Document passage:

-- START --

The 2014–15 College Football Playoff was a single-elimination postseason tournament that determined the national champion of the 2014 NCAA Division I FBS football season. It was the inaugural edition of the College Football Playoff (CFP) and involved the top four teams in the country as ranked by the College Football Playoff poll playing in two semifinals, with the winners of each advancing to the national championship game. Each participating team was the champion of its respective conference: No. 1 Alabama from the Southeastern Conference, No. 2 Oregon from the Pac-12 Conference, No. 3 Florida State from the Atlantic Coast Conference, and No. 4 Ohio State from the Big Ten Conference.

The playoff bracket's semifinal games were held at the Rose Bowl and Sugar Bowl on New Year's Day, part of the season's slate of bowl games. In the Rose Bowl semifinal, Oregon defeated Florida State by a margin of thirty-nine points. The second semifinal, at the Sugar Bowl, Ohio State upset Alabama by seven. As a result of their victories, Ohio State and Oregon faced each other in the national championship game, held on January 12 in Arlington, Texas. In that game, Ohio State defeated Oregon, 42–20, to win the first CFP national championship and their eighth national championship in school history.

-- END --

Extracted records:

-- START --

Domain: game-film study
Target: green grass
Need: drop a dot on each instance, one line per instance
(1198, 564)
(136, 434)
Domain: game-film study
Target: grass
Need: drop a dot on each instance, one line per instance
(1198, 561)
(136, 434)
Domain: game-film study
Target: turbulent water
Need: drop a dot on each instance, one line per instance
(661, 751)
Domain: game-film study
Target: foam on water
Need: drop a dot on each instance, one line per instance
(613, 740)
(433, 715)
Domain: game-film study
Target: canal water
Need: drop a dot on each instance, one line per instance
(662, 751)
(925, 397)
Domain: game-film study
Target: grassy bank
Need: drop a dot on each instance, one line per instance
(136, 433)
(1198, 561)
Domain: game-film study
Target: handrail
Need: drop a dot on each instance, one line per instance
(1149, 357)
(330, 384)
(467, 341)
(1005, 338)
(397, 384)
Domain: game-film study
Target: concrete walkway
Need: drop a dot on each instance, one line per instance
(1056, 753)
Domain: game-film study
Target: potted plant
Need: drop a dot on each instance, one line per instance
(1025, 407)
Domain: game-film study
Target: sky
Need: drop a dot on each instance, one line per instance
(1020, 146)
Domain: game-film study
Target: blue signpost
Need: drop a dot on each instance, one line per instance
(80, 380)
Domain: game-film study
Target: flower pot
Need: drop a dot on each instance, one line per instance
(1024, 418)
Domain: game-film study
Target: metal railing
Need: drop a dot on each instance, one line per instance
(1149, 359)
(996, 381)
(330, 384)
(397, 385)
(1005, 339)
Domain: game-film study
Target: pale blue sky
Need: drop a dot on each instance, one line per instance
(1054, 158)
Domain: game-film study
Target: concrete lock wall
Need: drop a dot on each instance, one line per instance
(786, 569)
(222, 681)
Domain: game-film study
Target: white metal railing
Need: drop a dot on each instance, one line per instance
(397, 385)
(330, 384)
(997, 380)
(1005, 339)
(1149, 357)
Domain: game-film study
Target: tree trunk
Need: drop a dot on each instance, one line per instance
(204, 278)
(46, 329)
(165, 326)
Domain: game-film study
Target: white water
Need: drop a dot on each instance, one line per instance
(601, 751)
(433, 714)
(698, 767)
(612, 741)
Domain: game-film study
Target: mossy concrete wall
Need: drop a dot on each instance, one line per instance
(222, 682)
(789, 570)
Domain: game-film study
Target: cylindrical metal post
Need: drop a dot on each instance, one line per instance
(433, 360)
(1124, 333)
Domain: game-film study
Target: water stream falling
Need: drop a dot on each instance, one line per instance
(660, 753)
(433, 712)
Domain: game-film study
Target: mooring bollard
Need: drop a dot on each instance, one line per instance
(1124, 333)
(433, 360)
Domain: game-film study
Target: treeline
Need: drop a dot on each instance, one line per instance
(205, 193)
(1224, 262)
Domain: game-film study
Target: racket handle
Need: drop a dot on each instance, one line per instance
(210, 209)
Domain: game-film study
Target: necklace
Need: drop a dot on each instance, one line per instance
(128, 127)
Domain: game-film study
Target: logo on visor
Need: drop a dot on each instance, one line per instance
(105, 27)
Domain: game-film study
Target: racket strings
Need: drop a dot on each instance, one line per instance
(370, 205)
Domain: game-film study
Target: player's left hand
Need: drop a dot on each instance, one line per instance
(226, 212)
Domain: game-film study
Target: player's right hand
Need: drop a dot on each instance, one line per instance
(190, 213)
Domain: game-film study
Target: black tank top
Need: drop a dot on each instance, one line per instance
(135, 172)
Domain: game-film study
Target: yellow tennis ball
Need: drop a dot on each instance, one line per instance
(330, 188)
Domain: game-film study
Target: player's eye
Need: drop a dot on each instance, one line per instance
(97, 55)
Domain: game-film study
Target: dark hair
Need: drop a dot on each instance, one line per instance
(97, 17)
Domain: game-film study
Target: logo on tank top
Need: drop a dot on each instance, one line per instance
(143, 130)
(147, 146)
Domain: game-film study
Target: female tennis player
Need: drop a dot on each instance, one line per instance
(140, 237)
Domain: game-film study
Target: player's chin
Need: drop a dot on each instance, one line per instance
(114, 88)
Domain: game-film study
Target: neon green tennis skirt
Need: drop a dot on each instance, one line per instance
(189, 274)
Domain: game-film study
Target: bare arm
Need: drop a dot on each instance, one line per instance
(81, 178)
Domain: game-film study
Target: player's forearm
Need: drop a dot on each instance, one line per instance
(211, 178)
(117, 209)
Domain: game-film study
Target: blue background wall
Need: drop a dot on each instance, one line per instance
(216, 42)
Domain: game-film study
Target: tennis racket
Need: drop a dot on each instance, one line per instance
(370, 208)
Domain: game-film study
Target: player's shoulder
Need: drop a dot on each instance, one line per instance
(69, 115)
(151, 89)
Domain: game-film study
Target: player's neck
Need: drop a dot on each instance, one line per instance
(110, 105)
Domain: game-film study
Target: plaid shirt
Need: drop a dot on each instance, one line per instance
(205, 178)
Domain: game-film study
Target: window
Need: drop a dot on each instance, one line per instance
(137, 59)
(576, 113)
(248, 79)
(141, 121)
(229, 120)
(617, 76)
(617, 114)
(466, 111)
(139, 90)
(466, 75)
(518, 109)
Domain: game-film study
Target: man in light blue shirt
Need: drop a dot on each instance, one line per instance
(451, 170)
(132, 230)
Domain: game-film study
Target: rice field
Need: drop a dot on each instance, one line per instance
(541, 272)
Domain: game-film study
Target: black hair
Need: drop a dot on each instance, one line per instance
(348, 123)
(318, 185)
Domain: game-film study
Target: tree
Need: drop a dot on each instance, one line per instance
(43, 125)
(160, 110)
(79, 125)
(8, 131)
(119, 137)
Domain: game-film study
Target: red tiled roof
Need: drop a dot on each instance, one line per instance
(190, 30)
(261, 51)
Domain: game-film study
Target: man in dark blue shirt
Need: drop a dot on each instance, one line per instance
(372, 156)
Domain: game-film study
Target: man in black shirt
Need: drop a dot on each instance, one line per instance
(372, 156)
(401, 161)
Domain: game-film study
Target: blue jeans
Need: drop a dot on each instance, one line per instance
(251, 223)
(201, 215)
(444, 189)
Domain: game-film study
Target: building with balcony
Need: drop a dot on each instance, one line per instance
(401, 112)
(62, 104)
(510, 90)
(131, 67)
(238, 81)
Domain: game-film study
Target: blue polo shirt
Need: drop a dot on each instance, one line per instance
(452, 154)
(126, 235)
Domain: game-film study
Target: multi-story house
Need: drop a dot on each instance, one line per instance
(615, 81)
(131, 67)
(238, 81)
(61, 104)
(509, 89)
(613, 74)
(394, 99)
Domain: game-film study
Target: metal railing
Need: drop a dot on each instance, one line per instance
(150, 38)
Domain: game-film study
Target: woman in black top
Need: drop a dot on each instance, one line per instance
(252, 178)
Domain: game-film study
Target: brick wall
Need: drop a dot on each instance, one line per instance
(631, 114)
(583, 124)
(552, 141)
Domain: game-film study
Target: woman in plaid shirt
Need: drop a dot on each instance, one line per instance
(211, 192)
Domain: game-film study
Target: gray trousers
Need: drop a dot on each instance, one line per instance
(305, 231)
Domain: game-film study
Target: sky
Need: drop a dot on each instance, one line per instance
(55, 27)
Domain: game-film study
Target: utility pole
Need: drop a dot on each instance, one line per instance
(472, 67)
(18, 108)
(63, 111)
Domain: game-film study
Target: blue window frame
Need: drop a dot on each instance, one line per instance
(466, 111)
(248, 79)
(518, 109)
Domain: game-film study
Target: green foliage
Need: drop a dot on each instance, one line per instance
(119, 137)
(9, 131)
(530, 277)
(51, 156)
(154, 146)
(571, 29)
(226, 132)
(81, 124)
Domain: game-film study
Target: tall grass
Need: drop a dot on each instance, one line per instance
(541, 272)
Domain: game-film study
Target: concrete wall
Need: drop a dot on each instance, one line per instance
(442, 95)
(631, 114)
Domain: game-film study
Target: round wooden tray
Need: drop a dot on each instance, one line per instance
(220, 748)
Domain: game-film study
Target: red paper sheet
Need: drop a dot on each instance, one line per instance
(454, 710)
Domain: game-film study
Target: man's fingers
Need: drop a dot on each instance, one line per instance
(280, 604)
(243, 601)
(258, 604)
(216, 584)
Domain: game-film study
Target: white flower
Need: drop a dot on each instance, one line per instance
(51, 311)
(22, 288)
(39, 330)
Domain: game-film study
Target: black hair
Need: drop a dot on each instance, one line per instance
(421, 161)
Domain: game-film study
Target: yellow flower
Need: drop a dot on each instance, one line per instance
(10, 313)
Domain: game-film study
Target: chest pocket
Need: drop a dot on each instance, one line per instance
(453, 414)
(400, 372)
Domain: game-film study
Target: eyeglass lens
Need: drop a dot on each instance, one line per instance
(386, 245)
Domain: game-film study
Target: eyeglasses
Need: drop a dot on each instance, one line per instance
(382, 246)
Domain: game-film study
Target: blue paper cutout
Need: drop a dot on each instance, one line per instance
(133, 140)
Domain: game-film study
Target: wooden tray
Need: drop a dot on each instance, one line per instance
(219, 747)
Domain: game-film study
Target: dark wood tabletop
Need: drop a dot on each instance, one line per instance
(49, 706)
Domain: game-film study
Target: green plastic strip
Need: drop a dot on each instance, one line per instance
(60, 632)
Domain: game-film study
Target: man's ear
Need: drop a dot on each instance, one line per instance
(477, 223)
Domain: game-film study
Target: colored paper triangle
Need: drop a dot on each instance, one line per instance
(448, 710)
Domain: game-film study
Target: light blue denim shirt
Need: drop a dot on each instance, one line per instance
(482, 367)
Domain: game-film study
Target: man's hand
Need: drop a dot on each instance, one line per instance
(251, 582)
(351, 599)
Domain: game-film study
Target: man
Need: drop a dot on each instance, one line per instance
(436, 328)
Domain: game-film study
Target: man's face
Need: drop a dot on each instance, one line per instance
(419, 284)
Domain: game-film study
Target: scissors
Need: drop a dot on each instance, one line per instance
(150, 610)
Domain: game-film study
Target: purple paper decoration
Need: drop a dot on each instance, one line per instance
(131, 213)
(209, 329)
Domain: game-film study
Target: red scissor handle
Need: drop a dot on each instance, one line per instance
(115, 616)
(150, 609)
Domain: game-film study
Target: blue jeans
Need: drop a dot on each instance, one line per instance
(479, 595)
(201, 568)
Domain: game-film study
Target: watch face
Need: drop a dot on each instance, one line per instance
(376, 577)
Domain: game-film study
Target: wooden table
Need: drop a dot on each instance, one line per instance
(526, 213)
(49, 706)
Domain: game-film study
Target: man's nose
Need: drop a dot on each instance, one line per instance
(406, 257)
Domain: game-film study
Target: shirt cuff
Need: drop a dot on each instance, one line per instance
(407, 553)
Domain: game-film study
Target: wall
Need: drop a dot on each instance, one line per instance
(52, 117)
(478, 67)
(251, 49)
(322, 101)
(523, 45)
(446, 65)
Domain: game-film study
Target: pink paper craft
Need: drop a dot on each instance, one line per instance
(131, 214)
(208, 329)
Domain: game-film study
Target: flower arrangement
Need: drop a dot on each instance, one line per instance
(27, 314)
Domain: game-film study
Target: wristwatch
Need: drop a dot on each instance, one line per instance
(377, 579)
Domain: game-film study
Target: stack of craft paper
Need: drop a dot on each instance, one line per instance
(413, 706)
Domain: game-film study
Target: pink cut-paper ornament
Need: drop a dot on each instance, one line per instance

-- END --

Complete the following:
1 – Return the part of the playoff passage starting at "The 2014–15 College" and ending at "Big Ten Conference.".
2 – Answer these questions from the playoff passage:
(a) Which conference did Oregon win?
(b) In what city was the national championship game played?
(c) By how many points did Oregon beat Florida State?
3 – Render this sentence from the playoff passage in Spanish: "In the Rose Bowl semifinal, Oregon defeated Florida State by a margin of thirty-nine points."
The listing is separate material with no connection to the playoff passage.

List of solutions:
1 –
The 2014–15 College Football Playoff was a single-elimination postseason tournament that determined the national champion of the 2014 NCAA Division I FBS football season. It was the inaugural edition of the College Football Playoff (CFP) and involved the top four teams in the country as ranked by the College Football Playoff poll playing in two semifinals, with the winners of each advancing to the national championship game. Each participating team was the champion of its respective conference: No. 1 Alabama from the Southeastern Conference, No. 2 Oregon from the Pac-12 Conference, No. 3 Florida State from the Atlantic Coast Conference, and No. 4 Ohio State from the Big Ten Conference.

2 –
(a) The Pac-12 Conference
(b) Arlington, Texas
(c) Thirty-nine points

3 – En la semifinal del Rose Bowl, Oregon derrotó a Florida State por un margen de treinta y nueve puntos.